## SELECTION

* * * *

He saw cool waters gleaming, and a sweet green oasis

 

Spencer, 44

Incarcerated: 6 years

Housed: Texas Department of Criminal Justice, Hightower

 

Love’s Mirage

 

Midway upon the route, he paused a thirst

And suddenly, across the wastes of heat

He saw cool waters gleaming, and a sweet green oasis

Upon his vision burst

A tender dream, long in his bosom nursed

Spread love’s illusive venture for his feet

The barren sands changed into golden wheat

The way grew glad that late had seemed accused

She shone, the woman wonder on his soul

The garden spot for which men toil and wait

The house of rest that is each heart’s demand

But when at last he reached the gleaming goal

He found oh cruel irony of fate

But desert sun upon the desert sand

This is love’s mirage

 

Sirrel, 39

Sirrel, 39

Meet Sirrel…

“I felt the weight of sin and the death that lies in this body.”

* * * *

## SUPPLIED DATA
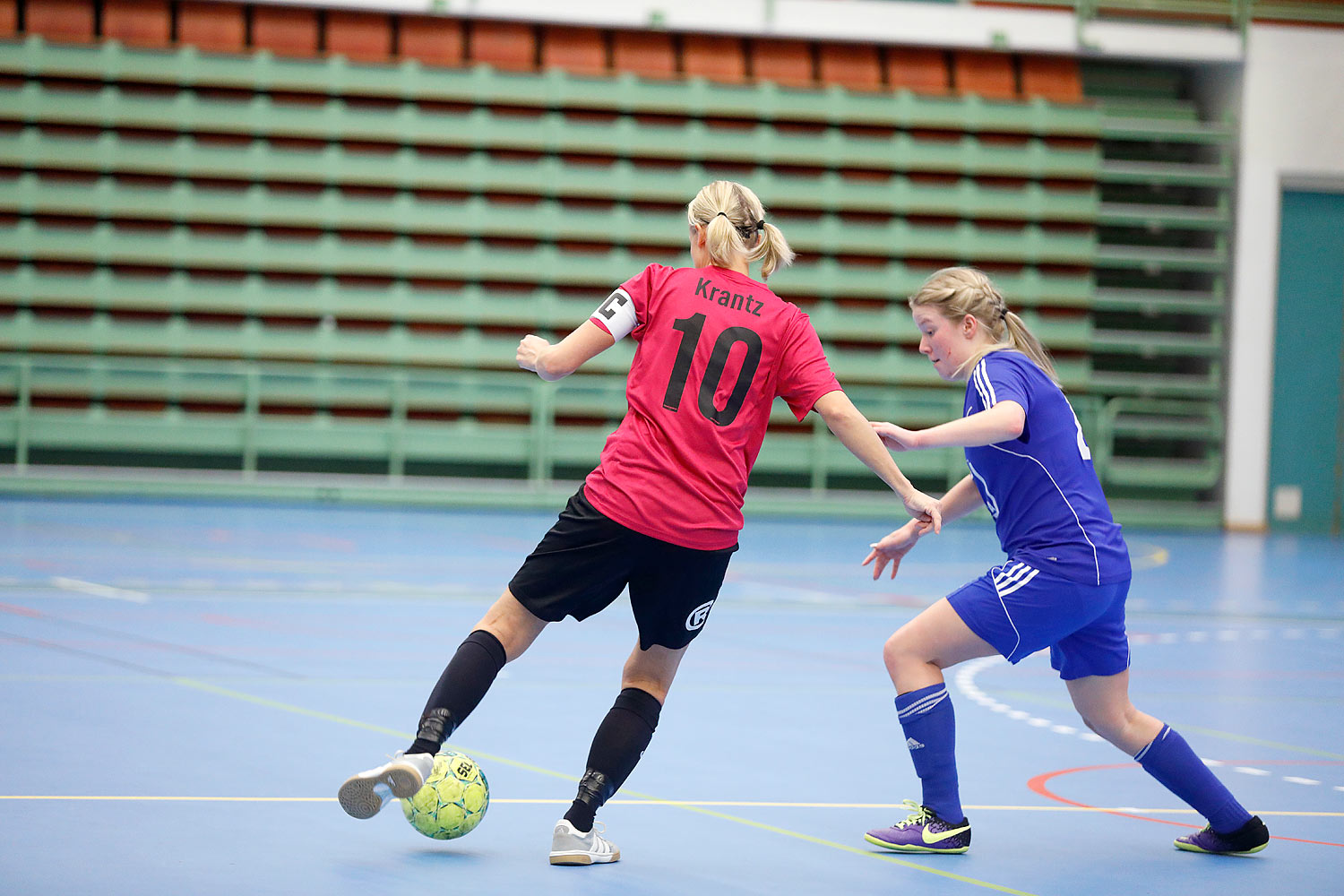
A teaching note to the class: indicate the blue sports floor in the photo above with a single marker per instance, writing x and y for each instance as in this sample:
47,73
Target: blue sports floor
185,685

* * * *

## TASK GOAL
Answer these questions about the selection:
1. How long has Spencer been incarcerated?
2. What is the title of the poem?
3. Into what did the barren sands change?
Rely on the selection alone.

## WORKED ANSWER
1. 6 years
2. Love's Mirage
3. Golden wheat